— Start Entries provided —

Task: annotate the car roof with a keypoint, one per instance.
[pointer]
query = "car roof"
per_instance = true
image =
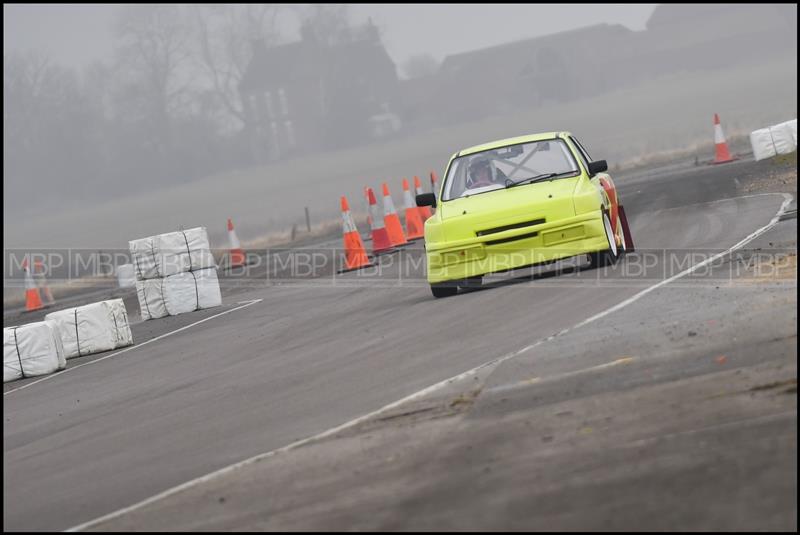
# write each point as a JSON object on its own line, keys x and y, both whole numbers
{"x": 511, "y": 141}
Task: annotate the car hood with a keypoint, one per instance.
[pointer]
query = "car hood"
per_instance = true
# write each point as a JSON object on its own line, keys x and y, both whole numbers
{"x": 550, "y": 200}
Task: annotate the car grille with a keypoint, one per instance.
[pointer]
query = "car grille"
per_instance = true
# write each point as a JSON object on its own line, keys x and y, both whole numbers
{"x": 509, "y": 227}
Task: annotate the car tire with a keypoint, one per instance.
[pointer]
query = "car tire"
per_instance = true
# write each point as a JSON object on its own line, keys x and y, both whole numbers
{"x": 471, "y": 283}
{"x": 610, "y": 255}
{"x": 444, "y": 289}
{"x": 623, "y": 248}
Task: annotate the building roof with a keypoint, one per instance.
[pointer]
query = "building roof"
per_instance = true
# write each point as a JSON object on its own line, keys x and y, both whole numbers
{"x": 307, "y": 59}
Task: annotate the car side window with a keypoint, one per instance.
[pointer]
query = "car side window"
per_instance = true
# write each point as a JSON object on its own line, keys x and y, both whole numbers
{"x": 582, "y": 150}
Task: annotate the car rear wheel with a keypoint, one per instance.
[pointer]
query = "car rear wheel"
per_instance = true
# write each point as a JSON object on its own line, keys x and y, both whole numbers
{"x": 610, "y": 255}
{"x": 444, "y": 289}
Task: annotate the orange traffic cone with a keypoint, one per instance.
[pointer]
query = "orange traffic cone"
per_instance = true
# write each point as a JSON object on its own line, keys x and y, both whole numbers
{"x": 237, "y": 254}
{"x": 32, "y": 299}
{"x": 355, "y": 256}
{"x": 425, "y": 211}
{"x": 41, "y": 282}
{"x": 414, "y": 225}
{"x": 391, "y": 219}
{"x": 722, "y": 153}
{"x": 380, "y": 237}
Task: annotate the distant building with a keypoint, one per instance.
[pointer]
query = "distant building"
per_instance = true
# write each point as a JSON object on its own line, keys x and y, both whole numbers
{"x": 589, "y": 61}
{"x": 309, "y": 96}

— End Entries provided —

§ **Problem to solve**
Rewrite the stretch of the material from the line containing "Task: annotate the orange" through the end, requests included, with every x and y point coordinate in the answers multiplied by 1.85 and rounded to a whole number, halves rounded up.

§ **Reply**
Task: annotate the orange traffic cone with a keypoint, one per instance.
[pointer]
query = "orange traffic cone"
per_instance = true
# write each point as a JSON object on its own line, keys x and y, both whole numbers
{"x": 438, "y": 470}
{"x": 59, "y": 553}
{"x": 657, "y": 474}
{"x": 786, "y": 390}
{"x": 76, "y": 522}
{"x": 766, "y": 416}
{"x": 723, "y": 405}
{"x": 1336, "y": 283}
{"x": 703, "y": 438}
Task: annotate the distant building with a keypoint, one per instance.
[pointer]
query = "distant building"
per_instance = true
# write each point as a JSON object on its own line, keys x and y, both whole numbers
{"x": 1090, "y": 113}
{"x": 572, "y": 178}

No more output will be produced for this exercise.